_Page text_.
The Court’s intervention in such matters signals that once a claim has been accepted on merits, prolonged execution delays are impermissible and can invite judicial correction.

4.2 Delays in Processing of Claims

In Gagan Deep Mehta v. IEPF Authority, decided by the Delhi High Court on 28 May 2025, the petitioner sought directions for expeditious processing of an IEPF?5 SRN relating to transmission of shares and dividends to a demat account. The case underscores that even in the absence of rigid statutory timelines, unexplained or excessive delays can amount to arbitrariness and justify invocation of writ jurisdiction under Article 226 of the Constitution.

4.3 Broader Judicial Message

Judicial decisions in IEPF matters do not seek to dilute statutory procedures. Instead, courts are reinforcing the principle that refunds under Section 125 are legal rights rather than discretionary concessions, that procedural requirements must remain proportionate to verification objectives, and that administrative inefficiency cannot be used as a justification for indefinite delay.

_Short exercise_. Carry the passage on court rulings about IEPF share and dividend refund claims forward, picking up right after its last sentence.

_Data excerpt_.
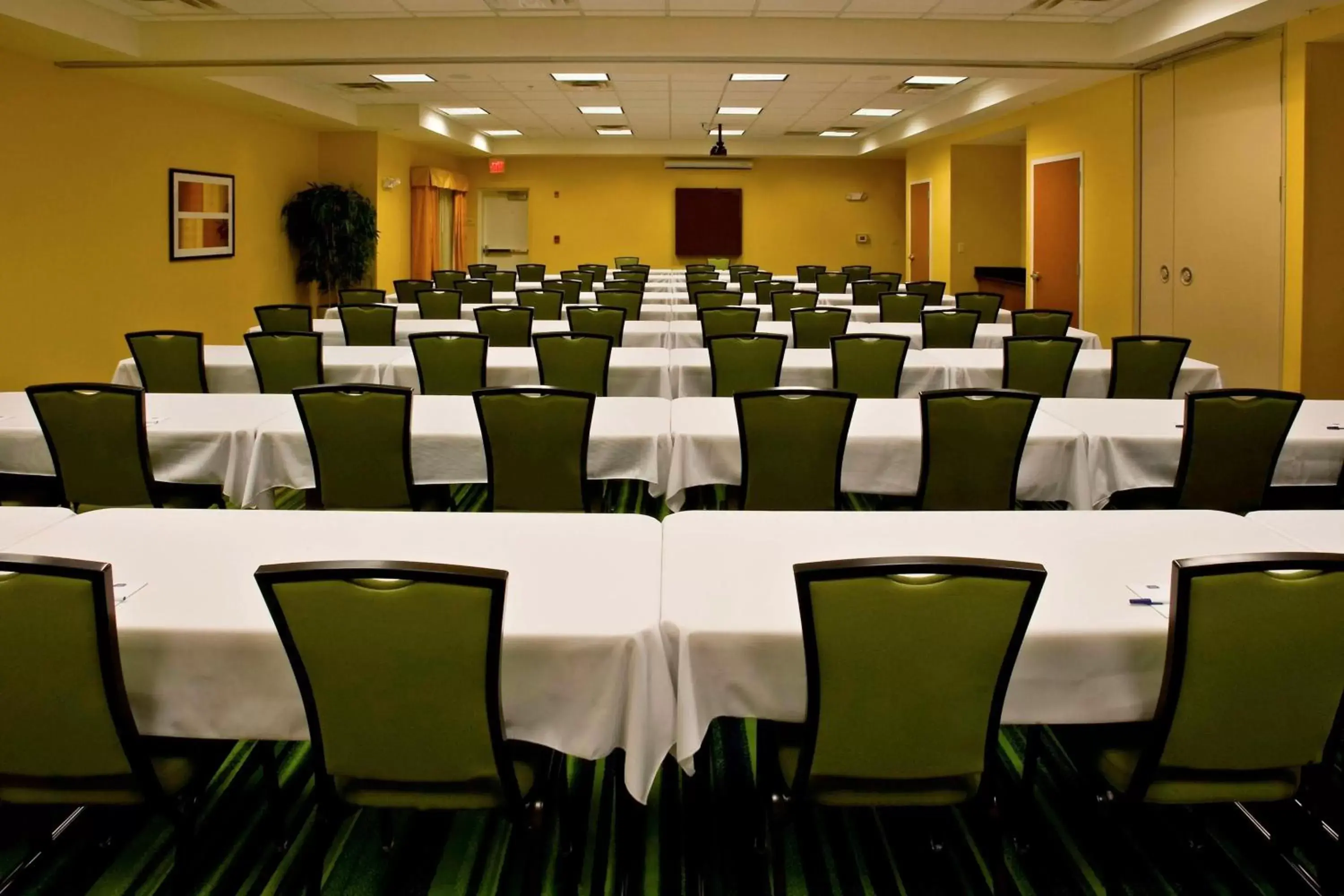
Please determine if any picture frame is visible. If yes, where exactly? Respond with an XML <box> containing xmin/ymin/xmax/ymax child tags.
<box><xmin>168</xmin><ymin>168</ymin><xmax>238</xmax><ymax>262</ymax></box>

_Reply_.
5. Compliance Implications for Companies

The evolving IEPF jurisprudence makes it clear that compliance can no longer be treated as a peripheral or clerical function. Companies are expected to establish structured internal mechanisms for handling IEPF verification, ensure effective coordination between secretarial, finance, and registrar teams, and maintain accurate historical dividend records to prevent wrongful transfers.

The role of the Nodal Officer has become particularly sensitive, as delays or lapses at this stage are now increasingly subjected to judicial scrutiny. Court monitored matters and long pending claims require priority handling to mitigate legal exposure and reputational risk.


6. Practical Considerations for Investors and Claimants

For investors, particularly under the revised Form IEPF-5 regime, meticulous preparation has become essential. The success and timeliness of an IEPF claim now depend largely on the accuracy and completeness of documentation submitted at the filing stage. Claimants must ensure that their demat account details, Permanent Account Number (PAN), Aadhaar particulars, and Know Your Customer (KYC) records are fully aligned across all relevant databases, including those maintained by depositories and intermediaries. Even minor discrepancies in name, date of birth, or address can lead to verification delays or rejection of the claim.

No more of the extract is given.